> CHALLENGE
Rewrite the records starting with the line that contains "of the hermit" and running through the end of the records, replacing "trial run" with "practice round" everywhere and keeping everything else unchanged. Leave the pictures out.

> ENTRIES SUPPLIED
○ ○ ○ ○ ○ ○ ○

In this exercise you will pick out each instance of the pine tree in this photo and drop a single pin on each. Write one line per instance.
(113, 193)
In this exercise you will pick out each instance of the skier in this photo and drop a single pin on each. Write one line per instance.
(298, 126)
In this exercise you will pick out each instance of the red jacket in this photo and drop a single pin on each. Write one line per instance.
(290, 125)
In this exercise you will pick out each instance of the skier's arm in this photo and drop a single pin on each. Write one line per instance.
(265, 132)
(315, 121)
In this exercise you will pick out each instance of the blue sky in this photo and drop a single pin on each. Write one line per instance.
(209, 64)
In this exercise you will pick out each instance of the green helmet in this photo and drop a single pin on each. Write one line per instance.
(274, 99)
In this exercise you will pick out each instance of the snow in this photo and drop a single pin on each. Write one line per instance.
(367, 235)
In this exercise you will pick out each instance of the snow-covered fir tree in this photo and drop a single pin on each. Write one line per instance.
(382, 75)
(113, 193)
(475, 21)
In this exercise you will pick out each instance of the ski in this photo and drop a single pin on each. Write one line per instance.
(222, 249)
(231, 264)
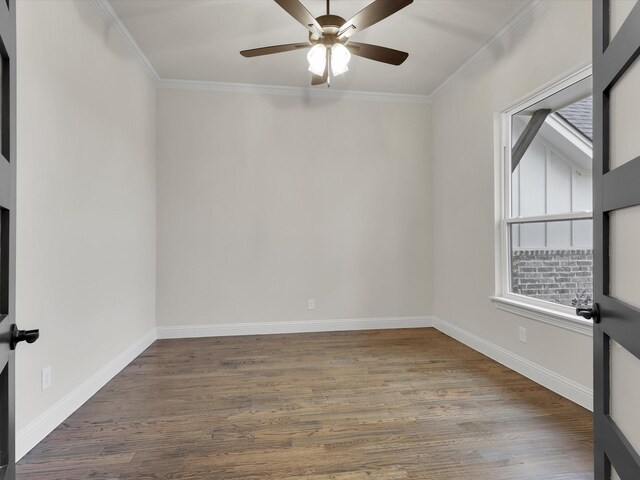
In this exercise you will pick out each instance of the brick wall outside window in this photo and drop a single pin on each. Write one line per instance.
(559, 276)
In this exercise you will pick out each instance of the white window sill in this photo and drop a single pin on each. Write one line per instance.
(544, 315)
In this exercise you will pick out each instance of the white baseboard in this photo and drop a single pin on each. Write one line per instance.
(557, 383)
(38, 429)
(302, 326)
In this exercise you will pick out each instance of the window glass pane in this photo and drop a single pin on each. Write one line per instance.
(624, 257)
(554, 175)
(624, 109)
(618, 12)
(547, 264)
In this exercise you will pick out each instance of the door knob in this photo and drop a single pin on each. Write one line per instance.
(18, 336)
(592, 313)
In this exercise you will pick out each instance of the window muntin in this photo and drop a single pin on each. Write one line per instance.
(547, 214)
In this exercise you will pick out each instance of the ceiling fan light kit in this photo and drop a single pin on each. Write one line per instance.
(329, 38)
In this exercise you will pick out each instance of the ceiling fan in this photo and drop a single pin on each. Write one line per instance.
(329, 38)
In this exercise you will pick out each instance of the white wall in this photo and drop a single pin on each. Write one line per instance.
(265, 201)
(557, 41)
(86, 199)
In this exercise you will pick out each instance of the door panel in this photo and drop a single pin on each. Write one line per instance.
(624, 258)
(624, 109)
(625, 392)
(616, 180)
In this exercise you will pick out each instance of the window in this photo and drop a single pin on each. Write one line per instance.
(546, 254)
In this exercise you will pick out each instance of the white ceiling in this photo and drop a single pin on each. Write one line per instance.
(200, 40)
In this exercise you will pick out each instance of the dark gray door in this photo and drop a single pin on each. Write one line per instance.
(616, 180)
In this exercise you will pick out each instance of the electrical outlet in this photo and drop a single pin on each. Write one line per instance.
(523, 335)
(46, 378)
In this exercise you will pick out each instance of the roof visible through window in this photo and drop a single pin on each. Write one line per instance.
(580, 116)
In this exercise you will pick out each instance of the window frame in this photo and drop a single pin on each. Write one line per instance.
(540, 310)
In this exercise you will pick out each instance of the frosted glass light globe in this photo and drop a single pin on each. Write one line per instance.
(340, 56)
(317, 58)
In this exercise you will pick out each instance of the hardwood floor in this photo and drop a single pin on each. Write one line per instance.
(375, 405)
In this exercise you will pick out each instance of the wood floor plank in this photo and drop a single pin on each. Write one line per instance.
(408, 404)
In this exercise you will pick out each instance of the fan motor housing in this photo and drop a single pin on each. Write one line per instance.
(330, 27)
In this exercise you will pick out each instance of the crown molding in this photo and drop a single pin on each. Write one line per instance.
(291, 91)
(525, 17)
(108, 14)
(511, 29)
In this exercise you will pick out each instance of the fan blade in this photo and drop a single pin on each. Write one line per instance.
(371, 14)
(256, 52)
(319, 80)
(300, 13)
(377, 53)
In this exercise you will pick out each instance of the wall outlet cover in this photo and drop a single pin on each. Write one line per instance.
(46, 378)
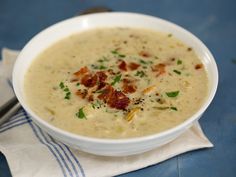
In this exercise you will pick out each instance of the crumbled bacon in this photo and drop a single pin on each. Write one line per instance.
(198, 66)
(89, 80)
(82, 71)
(123, 66)
(101, 76)
(106, 93)
(144, 54)
(159, 68)
(133, 66)
(115, 99)
(128, 86)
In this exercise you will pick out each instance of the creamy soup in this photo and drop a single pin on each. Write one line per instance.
(116, 83)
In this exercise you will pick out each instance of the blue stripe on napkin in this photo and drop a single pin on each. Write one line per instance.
(63, 155)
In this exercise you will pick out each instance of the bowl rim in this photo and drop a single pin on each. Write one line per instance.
(188, 121)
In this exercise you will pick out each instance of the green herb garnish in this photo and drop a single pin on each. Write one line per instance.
(174, 108)
(172, 94)
(179, 62)
(115, 52)
(140, 74)
(96, 105)
(145, 62)
(80, 114)
(68, 94)
(177, 72)
(116, 79)
(61, 85)
(66, 90)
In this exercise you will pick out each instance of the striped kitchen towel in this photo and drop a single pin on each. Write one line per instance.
(30, 152)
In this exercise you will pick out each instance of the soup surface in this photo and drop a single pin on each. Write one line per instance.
(116, 83)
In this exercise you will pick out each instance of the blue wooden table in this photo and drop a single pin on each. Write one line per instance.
(213, 21)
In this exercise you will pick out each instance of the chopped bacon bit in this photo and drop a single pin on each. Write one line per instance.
(198, 66)
(128, 86)
(89, 80)
(115, 99)
(123, 66)
(159, 68)
(144, 54)
(133, 66)
(101, 76)
(82, 94)
(90, 98)
(81, 71)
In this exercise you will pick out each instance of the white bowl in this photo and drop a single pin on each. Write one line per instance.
(111, 147)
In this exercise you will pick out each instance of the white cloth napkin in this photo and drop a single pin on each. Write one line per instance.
(30, 152)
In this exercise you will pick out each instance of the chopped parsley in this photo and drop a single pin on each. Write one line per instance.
(103, 59)
(66, 89)
(177, 72)
(80, 114)
(174, 108)
(140, 74)
(145, 62)
(61, 85)
(179, 62)
(116, 79)
(115, 52)
(172, 94)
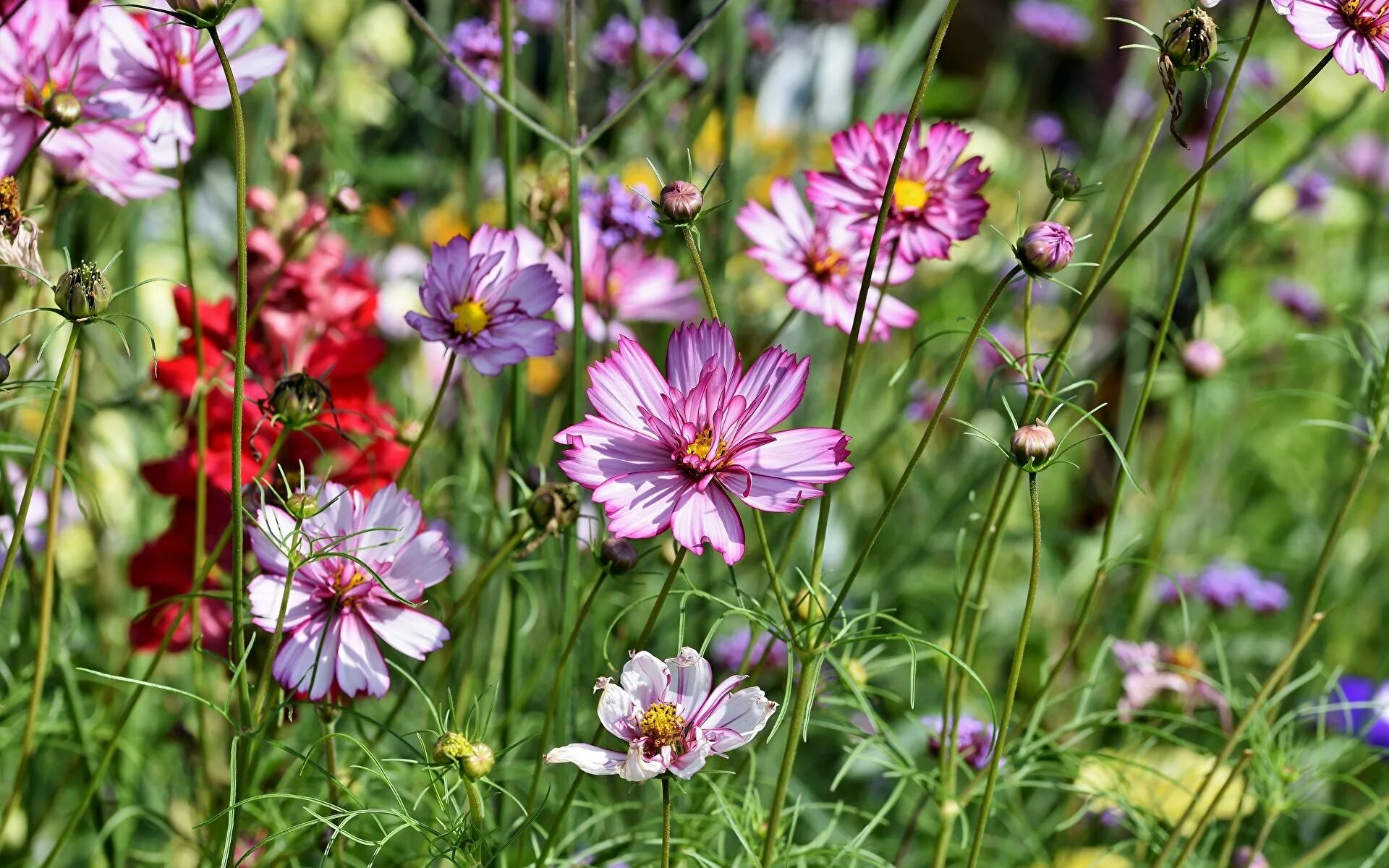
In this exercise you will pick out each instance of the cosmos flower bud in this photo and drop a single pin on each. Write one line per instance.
(1046, 247)
(63, 110)
(1202, 359)
(297, 399)
(681, 202)
(480, 762)
(1189, 39)
(1063, 182)
(617, 555)
(82, 292)
(1032, 445)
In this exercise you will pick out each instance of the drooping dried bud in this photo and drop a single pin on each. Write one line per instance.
(297, 399)
(1189, 41)
(681, 202)
(1046, 247)
(63, 110)
(82, 292)
(1202, 359)
(617, 555)
(480, 762)
(1032, 445)
(1063, 182)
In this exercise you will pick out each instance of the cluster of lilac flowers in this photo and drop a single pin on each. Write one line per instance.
(1227, 585)
(107, 96)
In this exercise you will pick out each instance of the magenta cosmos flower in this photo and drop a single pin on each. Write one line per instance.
(821, 260)
(485, 302)
(158, 71)
(937, 200)
(667, 451)
(671, 717)
(338, 608)
(1357, 31)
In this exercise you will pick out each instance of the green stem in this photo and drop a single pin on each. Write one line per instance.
(1019, 653)
(21, 516)
(51, 550)
(699, 270)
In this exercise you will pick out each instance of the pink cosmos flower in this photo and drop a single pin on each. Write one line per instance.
(671, 717)
(937, 200)
(821, 260)
(46, 54)
(667, 451)
(624, 284)
(1356, 30)
(485, 303)
(336, 608)
(158, 71)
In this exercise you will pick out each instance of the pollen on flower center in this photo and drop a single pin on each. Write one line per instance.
(661, 726)
(470, 317)
(910, 195)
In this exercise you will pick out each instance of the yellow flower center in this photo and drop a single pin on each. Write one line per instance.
(470, 318)
(910, 195)
(661, 726)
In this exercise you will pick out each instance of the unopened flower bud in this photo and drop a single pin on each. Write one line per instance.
(1046, 247)
(82, 292)
(480, 762)
(297, 399)
(681, 202)
(619, 556)
(1032, 445)
(1202, 359)
(807, 608)
(451, 747)
(1063, 182)
(347, 200)
(1189, 41)
(63, 110)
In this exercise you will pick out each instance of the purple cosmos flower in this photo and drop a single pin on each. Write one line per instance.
(671, 717)
(1056, 24)
(1360, 707)
(621, 214)
(767, 652)
(937, 200)
(621, 285)
(821, 260)
(478, 45)
(48, 54)
(338, 608)
(1152, 671)
(667, 451)
(484, 300)
(1359, 33)
(974, 739)
(160, 72)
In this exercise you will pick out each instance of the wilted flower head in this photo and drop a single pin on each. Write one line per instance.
(671, 717)
(668, 451)
(937, 200)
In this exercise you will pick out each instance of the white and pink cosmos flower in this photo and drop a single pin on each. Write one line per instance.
(1357, 31)
(158, 71)
(671, 717)
(821, 260)
(937, 200)
(674, 451)
(338, 608)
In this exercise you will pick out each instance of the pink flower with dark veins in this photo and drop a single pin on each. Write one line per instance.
(821, 260)
(674, 451)
(937, 199)
(671, 717)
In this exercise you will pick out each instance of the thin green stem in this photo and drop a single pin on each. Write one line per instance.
(21, 516)
(699, 268)
(1014, 674)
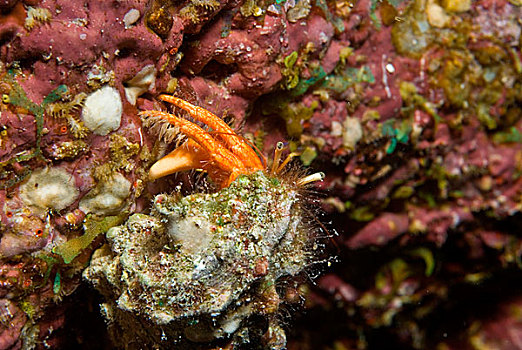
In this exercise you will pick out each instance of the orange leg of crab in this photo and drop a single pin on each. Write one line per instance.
(221, 156)
(234, 142)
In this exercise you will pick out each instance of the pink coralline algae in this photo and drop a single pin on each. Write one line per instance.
(411, 108)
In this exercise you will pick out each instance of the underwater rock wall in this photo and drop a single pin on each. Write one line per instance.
(411, 108)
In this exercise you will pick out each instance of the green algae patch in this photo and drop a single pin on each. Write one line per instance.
(93, 228)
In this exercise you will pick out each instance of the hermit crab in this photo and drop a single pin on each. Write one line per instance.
(209, 267)
(222, 153)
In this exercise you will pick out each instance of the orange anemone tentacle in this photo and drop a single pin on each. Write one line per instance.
(223, 158)
(234, 142)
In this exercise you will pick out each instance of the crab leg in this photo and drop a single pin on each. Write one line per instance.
(235, 144)
(187, 156)
(222, 156)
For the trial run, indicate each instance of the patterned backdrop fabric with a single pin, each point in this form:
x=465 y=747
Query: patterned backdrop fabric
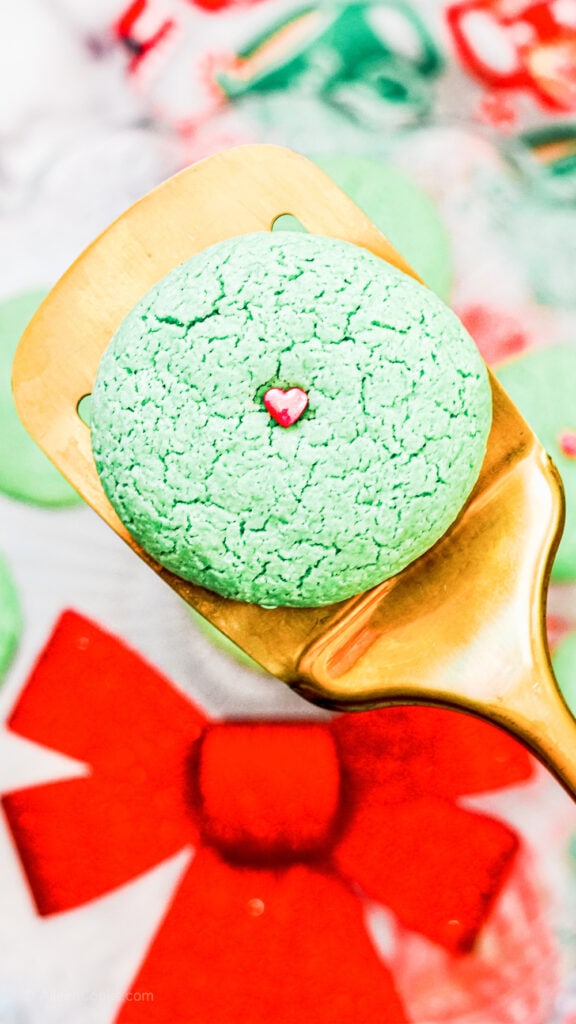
x=183 y=840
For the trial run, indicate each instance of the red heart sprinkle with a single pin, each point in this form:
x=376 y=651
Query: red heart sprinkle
x=286 y=407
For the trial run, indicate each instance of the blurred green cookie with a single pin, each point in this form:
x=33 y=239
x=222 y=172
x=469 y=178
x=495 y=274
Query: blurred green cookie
x=10 y=621
x=403 y=212
x=542 y=384
x=26 y=473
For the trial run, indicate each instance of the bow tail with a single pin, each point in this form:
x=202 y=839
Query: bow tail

○ ○ ○ ○ ○ ○ ○

> SOLUTION
In this exercise you will pick out each instance of the hermit crab in this photo and drop a single pin on each. Write one line per instance.
(209, 267)
(222, 153)
In this exercise you will pick out each instance of the orange anemone tentacle in this photo and drop a single pin on each. Write one line per instance.
(223, 158)
(234, 142)
In this exercise you will pick out each instance of the crab leg in this photo and drop a single pin on each. Write one line per instance.
(235, 144)
(187, 156)
(222, 156)
For the practice round, indicate each instance of the patterned backdrop fabric with a single pin, each point in this form:
x=465 y=747
Query: patterned backdrop fabric
x=183 y=840
For the practice round, indicate each instance of the red heart sprinkle with a single pin, each point in this form:
x=376 y=651
Query: red heart sprinkle
x=286 y=407
For the practice round, indicate each instance of the blurred green cookie with a single pin, each point in this form:
x=33 y=239
x=222 y=172
x=469 y=178
x=495 y=274
Query: blurred green cookie
x=10 y=621
x=403 y=212
x=542 y=384
x=26 y=473
For the practice round, indicate each instance of the bow tail with a single pin, each point in this form:
x=202 y=839
Query: bow tail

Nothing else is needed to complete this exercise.